What is asked.
A - Write out the passage of the split-stack discussion that starts at "But is a split-stack" and ends at "in the future.", word for word.
B - Extend the split-stack discussion past its final sentence with a further passage.

I agree that this could be a lot nicer. It's a bit less important for
Go because obviously the Go compiler is completely in control of all
functions called by Go code.
> 7) Using the linker to handle the transition between split-stack and
> non-split-stack code seems like a good way to solve the problem of "we
> need large stacks when hitting external code", but in staring at the
> resulting code I have in my project I'm seeing that it isn't reliable:
> if you have a pointer to a function the linker will not know what you
> are calling. In my case, this is coming up often due to using
Yes, good point. I think I had some plan for handling that but I no
longer recall what it was.
> More awkwardly, split-stack functions that mention (but do not call)
> non-split-stack functions (such as to return their address) are being
> mis-flagged by the linker. Honestly, I question whether the linker
> fundamentally has enough information about what is going on to be able
> to make sufficiently accurate decisions with regards to stack
> constraints to warrant the painful abstraction breakage that
> split-stack uses. :(
Your're right that the linker doesn't really have enough information.
But is a split-stack function that returns the address of a
non-split-stack function really so frequent that it's worth worrying
> That said, I don't have a better solution to suggest right now (I
> really want to say that having attributes available to declare
> split-stack functionality in the code would be better, but that has
> other ramifications), but I do have concerns that due to attempts to
> keep the ABI fixed decisions made now (when there seem to only be a
> single major user, Go) will lock in how the mechanism is capable of
> functioning in the future.

Data lines.

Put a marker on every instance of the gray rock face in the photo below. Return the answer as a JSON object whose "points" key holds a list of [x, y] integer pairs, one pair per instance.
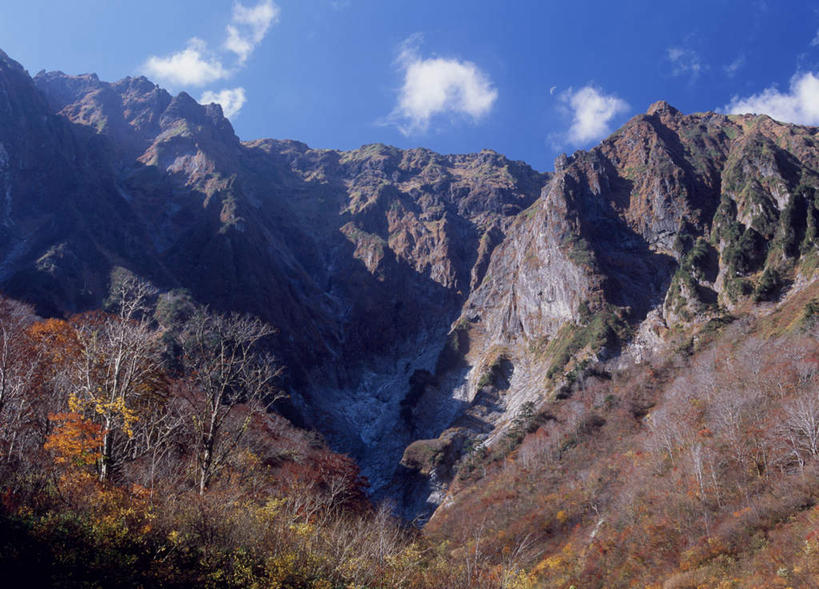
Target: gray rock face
{"points": [[418, 296]]}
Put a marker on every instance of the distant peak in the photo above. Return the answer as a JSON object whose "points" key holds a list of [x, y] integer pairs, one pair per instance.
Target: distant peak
{"points": [[662, 107]]}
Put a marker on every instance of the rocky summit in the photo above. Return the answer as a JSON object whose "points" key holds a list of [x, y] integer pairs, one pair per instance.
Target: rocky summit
{"points": [[424, 304]]}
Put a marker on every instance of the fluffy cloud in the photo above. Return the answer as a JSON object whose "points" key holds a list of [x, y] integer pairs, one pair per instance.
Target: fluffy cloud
{"points": [[230, 99], [196, 65], [248, 27], [438, 86], [800, 104], [190, 67], [685, 62], [592, 113]]}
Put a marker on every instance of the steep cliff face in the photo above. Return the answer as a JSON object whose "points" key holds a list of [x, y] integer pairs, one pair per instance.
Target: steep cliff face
{"points": [[361, 259], [672, 221], [419, 297]]}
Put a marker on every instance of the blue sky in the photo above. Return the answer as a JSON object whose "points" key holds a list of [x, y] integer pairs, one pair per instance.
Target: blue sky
{"points": [[529, 79]]}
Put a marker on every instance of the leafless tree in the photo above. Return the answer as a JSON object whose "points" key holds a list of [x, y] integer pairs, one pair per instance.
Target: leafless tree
{"points": [[222, 356], [18, 363], [118, 366]]}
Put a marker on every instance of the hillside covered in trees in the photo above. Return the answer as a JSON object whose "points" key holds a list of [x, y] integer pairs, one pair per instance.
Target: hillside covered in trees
{"points": [[257, 364]]}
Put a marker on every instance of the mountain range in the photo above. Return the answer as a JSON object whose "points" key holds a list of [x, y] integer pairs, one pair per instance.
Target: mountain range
{"points": [[426, 304]]}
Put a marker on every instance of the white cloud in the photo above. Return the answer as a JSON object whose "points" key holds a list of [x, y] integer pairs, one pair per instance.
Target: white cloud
{"points": [[248, 26], [438, 86], [800, 104], [196, 65], [192, 66], [231, 100], [685, 62], [592, 113]]}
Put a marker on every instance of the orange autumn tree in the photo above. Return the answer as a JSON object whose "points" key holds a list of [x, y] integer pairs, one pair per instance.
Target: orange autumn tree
{"points": [[108, 367]]}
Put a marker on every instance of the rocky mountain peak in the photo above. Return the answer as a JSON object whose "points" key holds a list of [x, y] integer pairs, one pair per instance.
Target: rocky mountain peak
{"points": [[661, 107]]}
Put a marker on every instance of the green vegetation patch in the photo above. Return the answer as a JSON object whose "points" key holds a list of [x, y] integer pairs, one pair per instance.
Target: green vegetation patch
{"points": [[601, 330]]}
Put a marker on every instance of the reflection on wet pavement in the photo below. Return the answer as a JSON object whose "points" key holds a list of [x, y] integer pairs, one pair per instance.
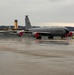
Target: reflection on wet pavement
{"points": [[28, 56]]}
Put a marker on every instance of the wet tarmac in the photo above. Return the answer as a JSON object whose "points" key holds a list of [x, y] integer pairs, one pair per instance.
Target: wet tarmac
{"points": [[28, 56]]}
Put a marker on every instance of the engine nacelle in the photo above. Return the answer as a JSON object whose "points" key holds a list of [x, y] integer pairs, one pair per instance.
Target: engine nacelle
{"points": [[37, 35], [19, 33]]}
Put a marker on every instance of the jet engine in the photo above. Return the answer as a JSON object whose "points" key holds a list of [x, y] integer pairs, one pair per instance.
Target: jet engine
{"points": [[37, 35]]}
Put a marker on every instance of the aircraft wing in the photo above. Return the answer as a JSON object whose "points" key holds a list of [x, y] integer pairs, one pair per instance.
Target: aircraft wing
{"points": [[41, 33]]}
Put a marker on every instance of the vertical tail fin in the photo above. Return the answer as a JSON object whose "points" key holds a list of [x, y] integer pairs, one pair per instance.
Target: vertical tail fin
{"points": [[27, 22]]}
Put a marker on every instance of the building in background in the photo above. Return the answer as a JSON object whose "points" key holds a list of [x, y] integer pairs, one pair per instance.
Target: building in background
{"points": [[16, 24]]}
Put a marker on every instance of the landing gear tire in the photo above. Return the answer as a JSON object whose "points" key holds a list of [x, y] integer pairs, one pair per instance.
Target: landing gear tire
{"points": [[38, 37], [50, 37]]}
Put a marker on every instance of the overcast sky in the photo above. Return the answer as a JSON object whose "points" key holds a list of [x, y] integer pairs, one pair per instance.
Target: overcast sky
{"points": [[41, 12]]}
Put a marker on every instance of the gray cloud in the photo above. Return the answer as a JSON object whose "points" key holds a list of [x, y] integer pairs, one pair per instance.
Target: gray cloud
{"points": [[39, 11]]}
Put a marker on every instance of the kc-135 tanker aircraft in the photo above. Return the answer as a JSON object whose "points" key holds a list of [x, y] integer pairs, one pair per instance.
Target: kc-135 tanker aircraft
{"points": [[39, 32], [50, 31]]}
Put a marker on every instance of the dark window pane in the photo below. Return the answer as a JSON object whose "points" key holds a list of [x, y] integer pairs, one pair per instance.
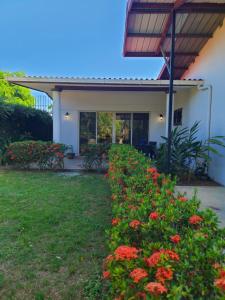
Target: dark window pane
{"points": [[104, 122], [140, 128], [87, 129], [177, 118], [123, 128]]}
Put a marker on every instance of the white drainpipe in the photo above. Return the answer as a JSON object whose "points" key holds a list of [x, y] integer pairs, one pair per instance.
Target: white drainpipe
{"points": [[208, 87]]}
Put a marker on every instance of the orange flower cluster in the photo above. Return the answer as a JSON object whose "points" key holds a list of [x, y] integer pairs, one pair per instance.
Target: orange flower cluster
{"points": [[156, 257], [154, 215], [156, 288], [135, 224], [195, 219], [115, 221], [164, 274], [126, 253], [220, 282], [175, 238], [138, 274]]}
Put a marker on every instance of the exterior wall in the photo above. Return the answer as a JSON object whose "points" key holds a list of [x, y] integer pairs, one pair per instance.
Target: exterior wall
{"points": [[210, 66], [75, 101]]}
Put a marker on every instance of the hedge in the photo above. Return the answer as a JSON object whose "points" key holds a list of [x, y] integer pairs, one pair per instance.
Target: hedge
{"points": [[31, 154], [18, 123], [162, 246]]}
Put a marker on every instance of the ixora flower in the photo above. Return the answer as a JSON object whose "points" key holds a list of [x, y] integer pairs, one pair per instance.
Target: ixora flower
{"points": [[138, 274], [163, 274], [151, 170], [154, 215], [175, 238], [141, 295], [195, 219], [115, 221], [106, 274], [126, 253], [156, 288], [135, 224], [156, 257], [220, 283]]}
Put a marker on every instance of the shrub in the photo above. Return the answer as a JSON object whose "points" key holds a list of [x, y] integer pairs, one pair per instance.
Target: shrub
{"points": [[96, 156], [190, 157], [18, 123], [27, 154], [161, 245]]}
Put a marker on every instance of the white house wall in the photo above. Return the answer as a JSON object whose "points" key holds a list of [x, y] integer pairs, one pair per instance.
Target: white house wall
{"points": [[210, 66], [75, 101]]}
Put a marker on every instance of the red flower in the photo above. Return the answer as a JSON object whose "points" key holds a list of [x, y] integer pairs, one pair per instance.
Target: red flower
{"points": [[113, 197], [115, 221], [151, 170], [126, 253], [183, 199], [109, 258], [220, 283], [135, 224], [154, 215], [155, 288], [195, 219], [163, 274], [173, 255], [175, 238], [106, 274], [141, 295], [154, 259], [138, 274]]}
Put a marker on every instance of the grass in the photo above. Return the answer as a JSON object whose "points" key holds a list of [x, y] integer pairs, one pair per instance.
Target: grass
{"points": [[52, 239]]}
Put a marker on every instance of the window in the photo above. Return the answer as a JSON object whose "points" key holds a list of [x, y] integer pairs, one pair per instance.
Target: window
{"points": [[87, 130], [177, 118], [123, 128], [140, 128], [105, 125]]}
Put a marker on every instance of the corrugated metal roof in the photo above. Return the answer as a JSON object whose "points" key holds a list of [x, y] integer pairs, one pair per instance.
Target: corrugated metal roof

Responses by task.
A -
But is a split-stack function that returns the address of a
non-split-stack function really so frequent that it's worth worrying
> That said, I don't have a better solution to suggest right now (I
> really want to say that having attributes available to declare
> split-stack functionality in the code would be better, but that has
> other ramifications), but I do have concerns that due to attempts to
> keep the ABI fixed decisions made now (when there seem to only be a
> single major user, Go) will lock in how the mechanism is capable of
> functioning in the future.

B -
I may misunderstand your suggestion, but I think that keeping the ABI
fixed is a requirement. Any ABI change would require rebuilding all
libraries and changing the debugger. The result would not be usable for
> If some of these things are in the "yeah, changing that would be
> interesting, we are just don't have many people working on the
> feature", I'd be happy to throw some patches towards it. I hesitate to
> just start sending patches over the wall, however, without first doing
> some kind of verification that I have any clue what I'm doing; I
> certainly am not certain how things would be prioritized, or even
> really who is working on it. ;P
In general, patches would be great (sign the copyright assignment first,
of course). You are correct that there aren't many people working on
the feature--I'm the only one. And I'm not even really keeping up with
Go, much less the use of split stack code in other languages.
Thanks for the thoughtful comments.
2012-02-28 Ian Lance Taylor <firstname.lastname@example.org>
* generic-morestack.c (__splitstack_releasecontext): Correct call
--- libgcc/generic-morestack.c (revision 184633)
+++ libgcc/generic-morestack.c (working copy)
@@ -1104,7 +1104,9 @@ __splitstack_resetcontext (void *context
__splitstack_releasecontext (void *context)
- __morestack_release_segments (context[MORESTACK_SEGMENTS], 1);
+ __morestack_release_segments (((struct stack_segment **)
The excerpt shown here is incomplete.